● **Tekst**:
• • • • • • •
Maar het is niet zo eenvoudig: zo een "stille Stunde". Dat wil geleerd worden. alle klein menselijke rommel en franje zou dan moeten worden weggevaagd van binnen. Er is per slot van rekening zo'n hoop onrust voor niks in zo een klein hoofd. Verruimende en bevrijdende gevoelens zijn er ook wel, maar de rommel is er altijd doorheen. En laat dat dan het doel zijn van het mediteren: dat je vanbinnen één grote, ruime vlakte wordt zonder het geniepige struikgewas dat het uitzicht belemmert. dat er dus iets van "God" in je komt, zoals er in de Negende van Beethoven iets van "God" is. Dat er ook iets van "Liefde" in je komt, niet zo'n luxe-liefde van een half uurtje, waar je heerlijk in zwelgt, trots op je eigen verheven gevoelens, maar liefde, waarmee je iets kunt doen in de kleine dagelijkse praktijk. (59/60)
Wanneer men geleerd heeft zich te "versenken" in zichzelf, dan zal men zich ook helemaal kunnen versenken in een ander en in z'n werk, men wordt dan rustiger en minder versplinterd, zo stel ik me het tenminste voor...Niet denken, maar luisteren naar wat er binnen in je is. wanneer je dat 's morgens, voor je naar het werk gaat een poosje doet, dan geeft dat rust, die de hele dag doorstraalt. Eigenlijk hoor je zo'n dag te beginnen: tot alle flarden van gepieker en gedachtetjes eerst zijn weggevaagd uit je hoofd. Zoals je 's morgens stof en spinrag uit de kamer veegt, zo hoor je ook jezelf 's morgens innerlijk schoon te maken. En dan kun je pas beginnen met je werk (62)
• • • • • • •
● **Gegeven informatie**:
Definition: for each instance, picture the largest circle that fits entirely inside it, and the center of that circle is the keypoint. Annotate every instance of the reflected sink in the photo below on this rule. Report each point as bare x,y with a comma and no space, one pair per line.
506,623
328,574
• • • • • • •
Schrijf de tekst over mediteren volledig en woord voor woord over.

● **Uitwerking**:
Maar het is niet zo eenvoudig: zo een "stille Stunde". Dat wil geleerd worden. alle klein menselijke rommel en franje zou dan moeten worden weggevaagd van binnen. Er is per slot van rekening zo'n hoop onrust voor niks in zo een klein hoofd. Verruimende en bevrijdende gevoelens zijn er ook wel, maar de rommel is er altijd doorheen. En laat dat dan het doel zijn van het mediteren: dat je vanbinnen één grote, ruime vlakte wordt zonder het geniepige struikgewas dat het uitzicht belemmert. dat er dus iets van "God" in je komt, zoals er in de Negende van Beethoven iets van "God" is. Dat er ook iets van "Liefde" in je komt, niet zo'n luxe-liefde van een half uurtje, waar je heerlijk in zwelgt, trots op je eigen verheven gevoelens, maar liefde, waarmee je iets kunt doen in de kleine dagelijkse praktijk. (59/60)
Wanneer men geleerd heeft zich te "versenken" in zichzelf, dan zal men zich ook helemaal kunnen versenken in een ander en in z'n werk, men wordt dan rustiger en minder versplinterd, zo stel ik me het tenminste voor...Niet denken, maar luisteren naar wat er binnen in je is. wanneer je dat 's morgens, voor je naar het werk gaat een poosje doet, dan geeft dat rust, die de hele dag doorstraalt. Eigenlijk hoor je zo'n dag te beginnen: tot alle flarden van gepieker en gedachtetjes eerst zijn weggevaagd uit je hoofd. Zoals je 's morgens stof en spinrag uit de kamer veegt, zo hoor je ook jezelf 's morgens innerlijk schoon te maken. En dan kun je pas beginnen met je werk (62)